Convert the stretch from the line containing "Target: solar panel on roof" through the line containing "544,196 -> 556,216" into a numbered list with one line per item, and leave out any blank lines.

Box annotations for photos:
## begin

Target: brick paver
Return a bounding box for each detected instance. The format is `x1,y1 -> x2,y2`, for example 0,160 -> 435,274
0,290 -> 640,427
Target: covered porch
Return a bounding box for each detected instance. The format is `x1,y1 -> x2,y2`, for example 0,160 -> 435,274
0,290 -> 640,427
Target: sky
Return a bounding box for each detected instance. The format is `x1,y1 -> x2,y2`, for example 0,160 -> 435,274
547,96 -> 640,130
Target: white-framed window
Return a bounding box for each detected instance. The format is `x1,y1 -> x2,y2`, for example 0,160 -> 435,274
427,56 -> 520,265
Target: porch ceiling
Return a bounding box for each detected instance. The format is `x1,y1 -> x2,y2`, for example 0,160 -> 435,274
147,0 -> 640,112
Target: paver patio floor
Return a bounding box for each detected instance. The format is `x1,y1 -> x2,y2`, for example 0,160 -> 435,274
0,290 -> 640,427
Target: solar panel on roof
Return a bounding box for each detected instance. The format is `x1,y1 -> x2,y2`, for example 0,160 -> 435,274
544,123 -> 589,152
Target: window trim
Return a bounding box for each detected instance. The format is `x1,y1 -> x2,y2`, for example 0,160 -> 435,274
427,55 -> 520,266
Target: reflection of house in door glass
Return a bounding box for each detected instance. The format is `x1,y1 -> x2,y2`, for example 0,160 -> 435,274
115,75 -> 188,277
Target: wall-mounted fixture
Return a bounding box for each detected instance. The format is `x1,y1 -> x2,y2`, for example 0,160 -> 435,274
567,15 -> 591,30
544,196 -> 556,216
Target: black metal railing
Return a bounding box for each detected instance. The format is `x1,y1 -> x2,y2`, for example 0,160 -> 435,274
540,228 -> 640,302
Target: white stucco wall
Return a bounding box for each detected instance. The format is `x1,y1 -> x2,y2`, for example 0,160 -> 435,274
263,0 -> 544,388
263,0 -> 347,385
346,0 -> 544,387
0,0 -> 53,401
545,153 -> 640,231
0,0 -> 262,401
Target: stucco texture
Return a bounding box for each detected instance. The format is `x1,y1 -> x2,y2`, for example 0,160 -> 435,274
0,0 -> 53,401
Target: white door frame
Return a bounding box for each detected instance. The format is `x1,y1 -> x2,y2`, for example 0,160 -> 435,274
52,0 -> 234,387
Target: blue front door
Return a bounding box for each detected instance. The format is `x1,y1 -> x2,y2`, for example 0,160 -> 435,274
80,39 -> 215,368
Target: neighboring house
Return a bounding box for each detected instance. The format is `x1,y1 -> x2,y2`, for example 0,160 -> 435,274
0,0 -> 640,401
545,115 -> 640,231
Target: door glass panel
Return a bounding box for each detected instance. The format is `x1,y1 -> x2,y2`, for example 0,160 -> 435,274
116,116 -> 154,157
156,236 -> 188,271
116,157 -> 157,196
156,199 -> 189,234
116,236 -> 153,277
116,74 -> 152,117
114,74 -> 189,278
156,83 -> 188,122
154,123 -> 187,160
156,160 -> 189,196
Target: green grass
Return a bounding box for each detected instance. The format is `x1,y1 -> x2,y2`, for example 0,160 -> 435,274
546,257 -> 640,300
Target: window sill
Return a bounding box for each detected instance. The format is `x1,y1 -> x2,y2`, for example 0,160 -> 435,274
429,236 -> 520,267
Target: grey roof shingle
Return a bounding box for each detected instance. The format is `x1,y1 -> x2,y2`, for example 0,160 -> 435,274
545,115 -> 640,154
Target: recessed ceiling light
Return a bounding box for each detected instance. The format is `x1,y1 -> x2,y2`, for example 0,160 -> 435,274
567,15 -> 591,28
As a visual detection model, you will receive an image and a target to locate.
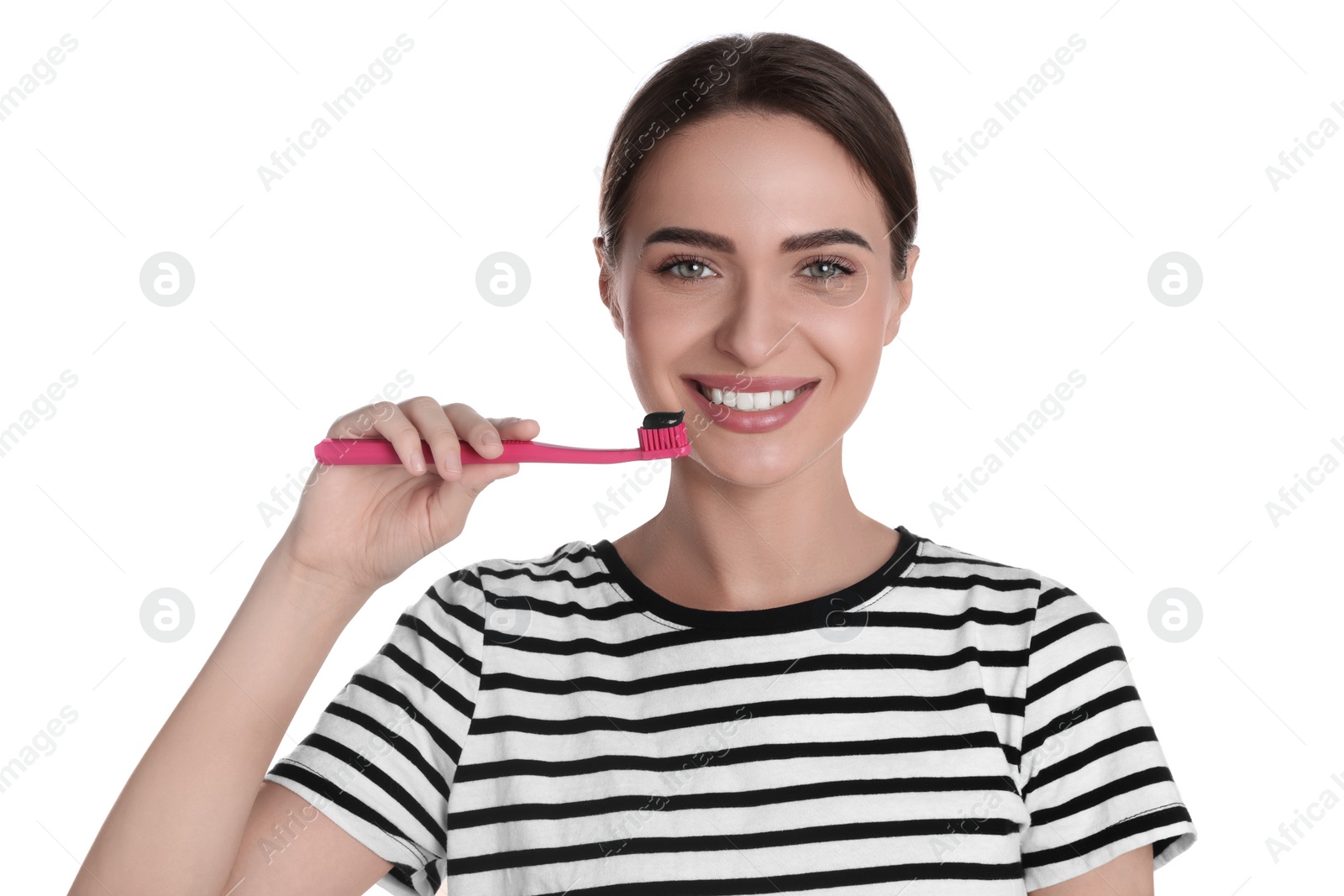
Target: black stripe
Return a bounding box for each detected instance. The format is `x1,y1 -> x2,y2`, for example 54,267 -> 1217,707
1021,804 -> 1194,867
269,762 -> 419,883
448,810 -> 1020,876
319,701 -> 449,799
300,731 -> 448,842
1021,726 -> 1158,797
480,645 -> 1026,698
448,775 -> 1019,831
457,731 -> 1001,780
349,673 -> 462,763
1021,685 -> 1138,752
1031,766 -> 1172,826
532,862 -> 1023,896
1026,643 -> 1125,706
472,688 -> 1011,736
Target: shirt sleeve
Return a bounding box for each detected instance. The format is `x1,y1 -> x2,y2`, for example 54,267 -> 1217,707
265,564 -> 486,896
1019,578 -> 1196,891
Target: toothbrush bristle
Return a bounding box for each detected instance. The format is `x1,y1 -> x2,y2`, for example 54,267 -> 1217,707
640,410 -> 688,451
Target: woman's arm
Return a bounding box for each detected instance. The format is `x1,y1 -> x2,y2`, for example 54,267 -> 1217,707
70,542 -> 390,896
1030,844 -> 1153,896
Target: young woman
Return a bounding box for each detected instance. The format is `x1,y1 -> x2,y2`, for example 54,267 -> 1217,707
70,28 -> 1194,896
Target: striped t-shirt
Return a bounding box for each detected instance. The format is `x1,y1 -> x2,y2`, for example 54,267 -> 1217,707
266,527 -> 1196,896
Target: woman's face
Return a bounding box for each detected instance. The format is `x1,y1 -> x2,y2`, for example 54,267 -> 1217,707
596,113 -> 918,485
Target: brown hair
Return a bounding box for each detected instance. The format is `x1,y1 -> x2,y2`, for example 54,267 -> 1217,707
598,31 -> 918,280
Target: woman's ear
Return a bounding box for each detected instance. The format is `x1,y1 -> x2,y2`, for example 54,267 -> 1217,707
882,246 -> 919,345
593,237 -> 625,338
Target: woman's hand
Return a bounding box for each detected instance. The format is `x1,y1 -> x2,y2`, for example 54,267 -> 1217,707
277,395 -> 540,599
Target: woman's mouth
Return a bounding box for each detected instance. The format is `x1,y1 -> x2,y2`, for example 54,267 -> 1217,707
695,380 -> 816,411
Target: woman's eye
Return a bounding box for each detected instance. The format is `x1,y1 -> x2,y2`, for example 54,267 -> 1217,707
802,258 -> 853,280
661,258 -> 712,280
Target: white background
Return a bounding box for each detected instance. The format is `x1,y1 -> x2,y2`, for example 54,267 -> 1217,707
0,0 -> 1344,896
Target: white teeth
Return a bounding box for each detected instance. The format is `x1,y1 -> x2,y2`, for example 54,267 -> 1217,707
696,383 -> 813,411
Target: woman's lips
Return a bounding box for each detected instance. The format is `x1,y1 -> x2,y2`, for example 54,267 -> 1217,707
685,378 -> 817,432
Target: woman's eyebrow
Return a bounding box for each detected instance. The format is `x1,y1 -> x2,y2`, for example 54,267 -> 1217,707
640,227 -> 872,257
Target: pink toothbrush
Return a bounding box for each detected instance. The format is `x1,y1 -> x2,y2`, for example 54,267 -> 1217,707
313,410 -> 690,470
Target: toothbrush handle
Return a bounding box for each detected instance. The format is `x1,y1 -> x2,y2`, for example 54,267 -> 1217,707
313,439 -> 643,469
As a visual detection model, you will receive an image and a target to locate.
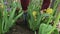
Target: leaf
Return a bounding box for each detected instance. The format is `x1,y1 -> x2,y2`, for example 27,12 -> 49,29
54,29 -> 59,34
39,23 -> 52,34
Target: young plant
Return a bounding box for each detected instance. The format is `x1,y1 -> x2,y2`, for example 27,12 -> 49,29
0,0 -> 23,34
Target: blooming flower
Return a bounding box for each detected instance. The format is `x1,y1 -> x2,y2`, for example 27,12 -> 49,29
0,3 -> 3,8
33,11 -> 37,17
46,8 -> 53,14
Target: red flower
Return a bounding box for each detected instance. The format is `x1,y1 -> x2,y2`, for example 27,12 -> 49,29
20,0 -> 29,11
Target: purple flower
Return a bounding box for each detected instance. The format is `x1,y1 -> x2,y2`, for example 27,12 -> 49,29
4,1 -> 8,5
7,8 -> 11,12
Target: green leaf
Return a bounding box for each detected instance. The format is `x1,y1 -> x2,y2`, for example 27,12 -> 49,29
39,23 -> 52,34
54,29 -> 59,34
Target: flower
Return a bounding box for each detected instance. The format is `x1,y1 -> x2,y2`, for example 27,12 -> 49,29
46,8 -> 53,14
14,0 -> 18,3
33,11 -> 37,16
0,3 -> 3,8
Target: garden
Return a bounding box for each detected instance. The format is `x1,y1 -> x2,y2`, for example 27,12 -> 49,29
0,0 -> 60,34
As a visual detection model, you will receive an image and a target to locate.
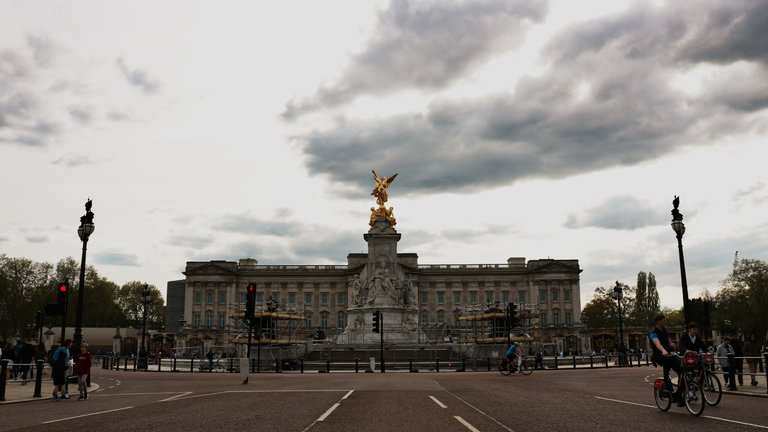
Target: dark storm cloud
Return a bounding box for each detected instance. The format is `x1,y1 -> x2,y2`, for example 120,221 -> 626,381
94,252 -> 139,267
51,155 -> 95,168
564,195 -> 666,230
284,0 -> 547,119
296,1 -> 768,192
115,57 -> 160,93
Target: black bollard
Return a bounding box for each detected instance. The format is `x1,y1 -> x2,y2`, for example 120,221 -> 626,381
0,360 -> 10,401
32,359 -> 45,397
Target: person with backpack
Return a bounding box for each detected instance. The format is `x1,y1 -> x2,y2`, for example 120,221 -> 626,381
51,339 -> 72,401
74,343 -> 91,400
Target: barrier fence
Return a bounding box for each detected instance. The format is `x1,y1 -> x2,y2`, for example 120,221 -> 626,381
0,352 -> 768,401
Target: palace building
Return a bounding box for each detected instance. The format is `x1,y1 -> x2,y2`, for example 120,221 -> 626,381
165,172 -> 587,353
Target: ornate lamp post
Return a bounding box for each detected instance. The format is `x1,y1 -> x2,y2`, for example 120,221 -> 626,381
613,281 -> 627,364
139,284 -> 152,370
72,199 -> 96,353
672,196 -> 691,325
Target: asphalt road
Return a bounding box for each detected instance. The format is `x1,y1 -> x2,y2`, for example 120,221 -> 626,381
0,368 -> 768,432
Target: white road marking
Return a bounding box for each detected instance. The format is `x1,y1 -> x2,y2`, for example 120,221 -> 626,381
42,407 -> 133,424
304,390 -> 354,432
445,390 -> 514,432
429,396 -> 448,408
317,402 -> 341,421
595,396 -> 768,429
453,416 -> 480,432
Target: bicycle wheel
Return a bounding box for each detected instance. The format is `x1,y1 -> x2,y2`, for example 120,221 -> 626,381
683,381 -> 707,416
702,374 -> 723,406
653,386 -> 672,411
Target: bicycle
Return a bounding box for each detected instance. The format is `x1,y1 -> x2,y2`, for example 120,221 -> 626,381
696,353 -> 723,406
499,356 -> 533,376
653,352 -> 707,416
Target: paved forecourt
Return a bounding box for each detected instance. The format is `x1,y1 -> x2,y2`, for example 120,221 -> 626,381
0,368 -> 768,432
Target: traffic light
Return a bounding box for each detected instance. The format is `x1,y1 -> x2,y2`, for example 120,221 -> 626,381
35,311 -> 43,330
373,311 -> 381,333
56,281 -> 69,314
245,283 -> 256,319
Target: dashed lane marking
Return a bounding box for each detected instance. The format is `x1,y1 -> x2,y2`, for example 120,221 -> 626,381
42,406 -> 133,424
429,396 -> 448,408
453,416 -> 480,432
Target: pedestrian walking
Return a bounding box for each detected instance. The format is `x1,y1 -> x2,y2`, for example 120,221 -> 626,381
19,339 -> 35,385
51,339 -> 72,401
717,336 -> 738,390
731,333 -> 744,386
75,343 -> 91,400
744,334 -> 760,387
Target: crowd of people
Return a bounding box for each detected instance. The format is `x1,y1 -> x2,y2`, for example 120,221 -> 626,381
0,339 -> 92,401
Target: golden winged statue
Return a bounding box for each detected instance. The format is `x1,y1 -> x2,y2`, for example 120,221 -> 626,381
369,170 -> 397,227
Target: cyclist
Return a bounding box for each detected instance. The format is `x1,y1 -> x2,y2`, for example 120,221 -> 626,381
648,314 -> 685,406
680,321 -> 707,353
507,342 -> 520,372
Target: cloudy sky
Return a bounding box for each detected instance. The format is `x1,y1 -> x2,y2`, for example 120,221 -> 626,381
0,0 -> 768,306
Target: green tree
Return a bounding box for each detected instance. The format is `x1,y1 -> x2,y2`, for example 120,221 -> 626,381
0,254 -> 53,340
116,281 -> 165,328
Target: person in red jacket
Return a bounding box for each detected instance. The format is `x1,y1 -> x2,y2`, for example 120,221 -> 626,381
75,343 -> 91,400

## end

• **ANSWER TO THE EXERCISE**
1. Target: solar panel on roof
2. Return a bounding box for each detected instance. The format is `x1,y1 -> x2,y2`, for example 0,160 -> 435,274
3. 544,123 -> 589,152
4. Target: window trim
5. Return a bounding box for each detected instance. The format is `x1,y1 -> x2,y2`, for example 0,160 -> 435,274
6. 427,55 -> 520,266
7. Target: reflection of house in door glass
8. Return a bounding box for each detected instance. The format is `x1,y1 -> x2,y2`, for example 0,160 -> 435,274
9. 115,75 -> 188,277
10. Target: wall-mounted fixture
11. Return a bounding box for each detected instance. The format is `x1,y1 -> x2,y2`, for example 0,160 -> 435,274
12. 567,15 -> 591,30
13. 544,196 -> 556,216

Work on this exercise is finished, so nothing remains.